→ Excerpt provided:
————

Tuesday, July 29, 2014

Mãe-Avó , Mom-Grandma

O melhor filme que vi este ano... Quase tudo que sou numa avó... Para os meus filhos e netos, ainda que eu nunca os tenha...
Com Amor,
Da vovó Djanine

The best movie I've seen this year... Almost everything I am in a grandma... To my children and grandchildren, even if I never have them...
With all my love,
Grandma Djanine

Tuesday, July 22, 2014

A Graceful Answer - Uma Resposta Cheia The Graça

I remember you said once that neutrality is next to godliness. What daily practices can you recommend from your own experience to bring this to life? Asked on 07/16/14 by Filip Galetic

Answer From Alanis
Thanks for your question.
I have a couple of rituals that bring me to this neutrality….
1–If i have a heavy feeling in me….a healthy vent-sesh with a friend helps..just to get that current of energy (anger, frustration, disappointment, grief…etc) moving in a constructive way. My friends and I offer this to each other..sometimes on a bicycle…sometimes in a sauna…sometimes after dinner (i don’t recommend doing it while you eat!)…..whenever the person listening (their blessed souls!) is ready for it….and up for it. And this offer always goes both ways. Alison Armstrong calls this generous listening “holding the bucket” for someone. It is a deeply generous act…one that helps the sharer stay physically, emotionally and spiritually healthy–and clear.
2–I journal my face off and I don’t mince words (cut to me, as a kid, throwing my journals in the fireplace after my mom found one once…these days, they are hidden away :). i just go for it. This moves the energy. and clarifies.
3—Deep breathing helps. but NOT if it is a way to shove something under the rug. Only as a way to send the message to these feelings that i am here, in my body, and ready to listen.

————

→ Supplied material:
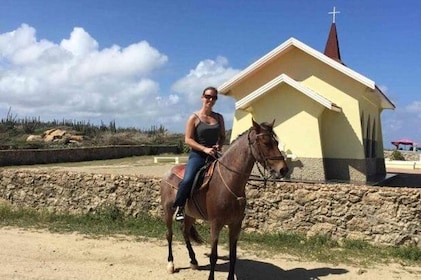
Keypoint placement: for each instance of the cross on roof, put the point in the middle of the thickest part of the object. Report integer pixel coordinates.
(334, 12)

————

→ What is asked:
Write the next part of the blog excerpt about daily practices for neutrality, picking up right after its final sentence. The listing comes from a separate source, unrelated to the blog excerpt.

→ Reply:
4–Talking to “parts of myself.” Carl Jung, and in a more modern way, Debbie Ford, among others, have heralded the virtues of speaking with various aspects of ourselves to find the answers we seek…and the visions that will guide us (including the wish for neutrality and…ultimately..what neutrality provides us…which is a sense of peace.).
it looks something like this, for me:
I ask the part of me that clearly needs attention (maybe it will be “the part of me that is enraged”, or “the part of me that knows the answer to this 5 years from now” or “the part of me that is deeply wise” or “the part of me that is heartbroken” etc.)
i visualize this part of me sitting across from me, and i ask “them” these questions (i then get pin-drop silent and listen to the answers they give me, sometimes in the form of words, or feelings in my body…or a symbol or picture):
1–what wisdom or insight do you have for me
2–what do you need from me
3–what action can i take to give you what you need
4–is there anything else you need me to know
i do the above ritual so often i can do it in 20 seconds now, in my car, in the shower, a bathroom stall…wherever, whenever i need some clarity about something i am stuck around. I make sure that i include “the opposite part” of the first part i “speak with”. So…as an example: if i speak with the part of me that is scared. I make sure when i am done i speak to the part of me that is deeply courageous as well. there often is a whole other set of answers that emerge when we engage with the opposite part of the challenge that is very helpful.
5—sometimes, (and only sometimes, it would be up to you to gauge whether the following is a way to disassociate or a way to help) i find “taking a break” from the intensity helps…i go pet my three puppies…i sit in the sun….i take a shower (water helps me)….i watch an episode of something that cracks me up. the shift in perspective and “getting outside myself” can help me see things differently when i return to them. this especially helps when i have been overthinking something.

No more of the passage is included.